EXERCISE GOAL: Every entry below must be copied exactly, with nothing left out.

=== Section Start ===

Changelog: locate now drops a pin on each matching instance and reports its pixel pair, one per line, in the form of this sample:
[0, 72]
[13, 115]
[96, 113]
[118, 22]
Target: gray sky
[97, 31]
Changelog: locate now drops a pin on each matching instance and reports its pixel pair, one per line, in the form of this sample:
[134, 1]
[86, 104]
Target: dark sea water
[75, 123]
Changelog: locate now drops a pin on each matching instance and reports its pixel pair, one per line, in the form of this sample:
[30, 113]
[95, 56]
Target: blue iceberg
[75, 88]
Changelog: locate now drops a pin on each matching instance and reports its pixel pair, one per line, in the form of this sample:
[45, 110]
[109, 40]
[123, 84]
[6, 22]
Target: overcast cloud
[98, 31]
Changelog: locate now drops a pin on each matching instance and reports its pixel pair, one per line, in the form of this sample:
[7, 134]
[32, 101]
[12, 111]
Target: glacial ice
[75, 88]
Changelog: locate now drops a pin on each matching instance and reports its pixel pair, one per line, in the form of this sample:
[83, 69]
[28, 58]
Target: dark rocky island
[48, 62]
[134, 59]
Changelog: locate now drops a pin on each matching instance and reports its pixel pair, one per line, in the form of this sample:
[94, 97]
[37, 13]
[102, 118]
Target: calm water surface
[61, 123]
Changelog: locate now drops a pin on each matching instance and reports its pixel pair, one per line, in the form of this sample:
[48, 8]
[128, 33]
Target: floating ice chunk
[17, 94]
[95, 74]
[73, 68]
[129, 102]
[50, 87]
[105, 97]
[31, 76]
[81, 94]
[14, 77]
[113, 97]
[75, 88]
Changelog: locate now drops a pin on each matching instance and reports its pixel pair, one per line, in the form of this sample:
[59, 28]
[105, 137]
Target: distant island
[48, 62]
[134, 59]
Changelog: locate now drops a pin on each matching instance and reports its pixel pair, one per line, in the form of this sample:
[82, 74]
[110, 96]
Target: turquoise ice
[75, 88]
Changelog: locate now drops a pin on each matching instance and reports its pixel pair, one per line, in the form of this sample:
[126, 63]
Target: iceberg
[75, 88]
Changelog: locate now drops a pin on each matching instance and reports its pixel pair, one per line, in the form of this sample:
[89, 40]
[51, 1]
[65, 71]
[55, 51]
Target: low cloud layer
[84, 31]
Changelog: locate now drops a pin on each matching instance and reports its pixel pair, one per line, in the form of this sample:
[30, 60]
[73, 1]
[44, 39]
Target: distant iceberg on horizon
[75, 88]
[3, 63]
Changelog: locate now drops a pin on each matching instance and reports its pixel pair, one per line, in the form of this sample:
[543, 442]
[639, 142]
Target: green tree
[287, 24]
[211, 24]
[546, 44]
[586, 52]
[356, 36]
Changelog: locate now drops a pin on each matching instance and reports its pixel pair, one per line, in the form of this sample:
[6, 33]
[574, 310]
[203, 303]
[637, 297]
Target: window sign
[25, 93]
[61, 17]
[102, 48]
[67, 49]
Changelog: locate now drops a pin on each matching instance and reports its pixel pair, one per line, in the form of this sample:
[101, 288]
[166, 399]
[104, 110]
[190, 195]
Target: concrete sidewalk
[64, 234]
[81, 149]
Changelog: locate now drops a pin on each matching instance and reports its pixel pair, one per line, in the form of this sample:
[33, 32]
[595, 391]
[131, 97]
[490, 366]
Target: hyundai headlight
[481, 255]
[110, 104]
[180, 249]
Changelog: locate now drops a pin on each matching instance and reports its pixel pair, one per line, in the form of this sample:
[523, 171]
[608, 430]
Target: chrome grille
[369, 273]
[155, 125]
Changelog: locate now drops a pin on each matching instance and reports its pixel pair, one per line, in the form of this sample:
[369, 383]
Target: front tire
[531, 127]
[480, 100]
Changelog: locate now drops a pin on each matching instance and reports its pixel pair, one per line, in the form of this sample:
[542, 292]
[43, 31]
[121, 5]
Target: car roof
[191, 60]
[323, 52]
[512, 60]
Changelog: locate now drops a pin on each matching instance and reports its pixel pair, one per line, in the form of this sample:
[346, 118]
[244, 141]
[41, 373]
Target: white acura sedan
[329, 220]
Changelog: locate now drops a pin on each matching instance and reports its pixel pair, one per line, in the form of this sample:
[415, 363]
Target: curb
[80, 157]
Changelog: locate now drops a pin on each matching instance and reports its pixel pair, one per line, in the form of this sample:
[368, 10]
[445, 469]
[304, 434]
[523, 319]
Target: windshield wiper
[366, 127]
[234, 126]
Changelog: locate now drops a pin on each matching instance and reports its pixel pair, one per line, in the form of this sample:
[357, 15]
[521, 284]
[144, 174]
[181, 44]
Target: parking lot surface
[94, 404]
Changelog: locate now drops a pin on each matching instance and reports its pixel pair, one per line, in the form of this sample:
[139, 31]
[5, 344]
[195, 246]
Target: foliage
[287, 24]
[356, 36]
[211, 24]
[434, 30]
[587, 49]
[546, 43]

=== Section End ===

SOLUTION BELOW:
Changelog: locate now drops a pin on each matching instance and reports its pixel pair, one per line, in the form of this sample:
[0, 72]
[13, 115]
[96, 113]
[118, 22]
Target: gray sky
[97, 31]
Changelog: locate now drops a pin on each matching instance and reports its pixel pair, one per line, in the form of this sample:
[134, 1]
[86, 104]
Target: dark sea water
[75, 123]
Changelog: locate now drops a pin on each matching instance and reports its pixel pair, one per line, in the form of this sample:
[30, 113]
[95, 56]
Target: blue iceberg
[75, 88]
Changelog: locate now drops a pin on each matching instance and reports its pixel pair, one per line, in the form of this sample:
[45, 110]
[109, 40]
[123, 84]
[6, 22]
Target: overcast cloud
[98, 31]
Changelog: locate now drops a pin on each matching instance and reports its pixel pair, one per line, in the form of this sample:
[7, 134]
[32, 101]
[12, 111]
Target: glacial ice
[75, 88]
Changelog: locate now drops a pin on each matching instance and reports its pixel pair, one per line, in the form of this sample:
[83, 69]
[28, 58]
Target: dark rocky island
[48, 62]
[134, 59]
Changelog: locate now drops a pin on each matching instance and reports its pixel pair, one per line, in the form of this sample:
[94, 97]
[37, 13]
[102, 118]
Target: calm water surface
[61, 123]
Changelog: locate now drops a pin on each matching instance and reports its pixel pair, one per line, in the form of this sample:
[48, 8]
[128, 33]
Target: floating ice chunk
[17, 94]
[95, 74]
[73, 68]
[129, 102]
[50, 87]
[105, 97]
[31, 76]
[81, 94]
[14, 77]
[113, 97]
[75, 88]
Changelog: locate now drops a pin on each matching instance and reports its pixel pair, one per line, in the form of this sample:
[59, 28]
[105, 137]
Target: distant island
[48, 62]
[134, 59]
Changelog: locate now drops a pin on each matching instance and reports its pixel pair, one per line, in the form of this sample:
[82, 74]
[110, 96]
Target: turquoise ice
[75, 88]
Changelog: locate now drops a pin on each matching instance and reports its pixel pair, one per line, in the form of this sample:
[126, 63]
Target: iceberg
[75, 88]
Changelog: locate now drops a pin on each matching instance and reports its pixel pair, one per line, in the form of this sample:
[89, 40]
[51, 1]
[65, 71]
[55, 51]
Target: low cloud layer
[84, 31]
Changelog: locate now drops a pin on each matching instance and reports its pixel pair, one per line, in the form of this sample:
[30, 60]
[73, 1]
[44, 39]
Target: distant iceberg on horizon
[75, 88]
[3, 63]
Changelog: locate now drops a pin on each matching instance and reports its pixel pair, one per line, in the form of this sample:
[543, 442]
[639, 142]
Target: green tree
[287, 24]
[211, 24]
[546, 44]
[586, 52]
[356, 36]
Changelog: locate now drops a pin on each matching instance and reports its pixel pair, one per line, in the form of this sample:
[6, 33]
[574, 310]
[203, 303]
[637, 297]
Target: window sign
[25, 93]
[61, 17]
[102, 48]
[67, 49]
Changelog: locate now drops a pin on each matching instance and reports its pixel pair, one per line, in the form of this sample:
[101, 288]
[166, 399]
[104, 110]
[190, 195]
Target: concrete sidewalk
[64, 234]
[81, 149]
Changelog: locate now drops a pin on each matching instance and reports its pixel pair, one per line, in the form of this sample:
[33, 32]
[595, 391]
[131, 97]
[490, 366]
Target: hyundai headlight
[481, 255]
[110, 104]
[180, 249]
Changelog: locate now drops a pin on each matching instance and reports its pixel pair, one per line, in the form of this sample:
[523, 171]
[608, 430]
Target: chrome grille
[369, 273]
[155, 125]
Changelog: locate now drops a pin on each matching instance and reports its pixel pair, one per line, in the form of this sample:
[369, 383]
Target: front tire
[531, 127]
[480, 100]
Changelog: locate now drops a pin on each matching instance and reports its pixel pair, one per line, in the form of this sample:
[542, 292]
[43, 31]
[121, 5]
Target: car roof
[191, 60]
[323, 52]
[512, 60]
Changelog: locate now drops a pin on each matching instance and reports its pixel pair, one per line, in the form of this sample:
[346, 118]
[244, 141]
[41, 373]
Target: white acura sedan
[329, 220]
Changelog: locate now drops a pin on each matching instance and reports its pixel pair, one per line, in the form of this sample:
[415, 363]
Target: curb
[80, 157]
Changelog: locate now drops a pin on each matching instance and reports its pixel pair, one per line, in the form of this sample:
[368, 10]
[445, 469]
[304, 434]
[523, 319]
Target: windshield wiper
[366, 127]
[234, 126]
Changelog: locate now drops a pin on each matching instance and reports its pixel pair, one per line, in the form of this sample:
[357, 15]
[521, 284]
[144, 174]
[181, 44]
Target: parking lot surface
[94, 404]
Changelog: locate now drops a pin on each matching instance and reports its pixel pair, one per line, in the form of this sample:
[139, 31]
[5, 344]
[195, 246]
Target: foliage
[287, 24]
[356, 36]
[211, 24]
[434, 30]
[587, 49]
[546, 43]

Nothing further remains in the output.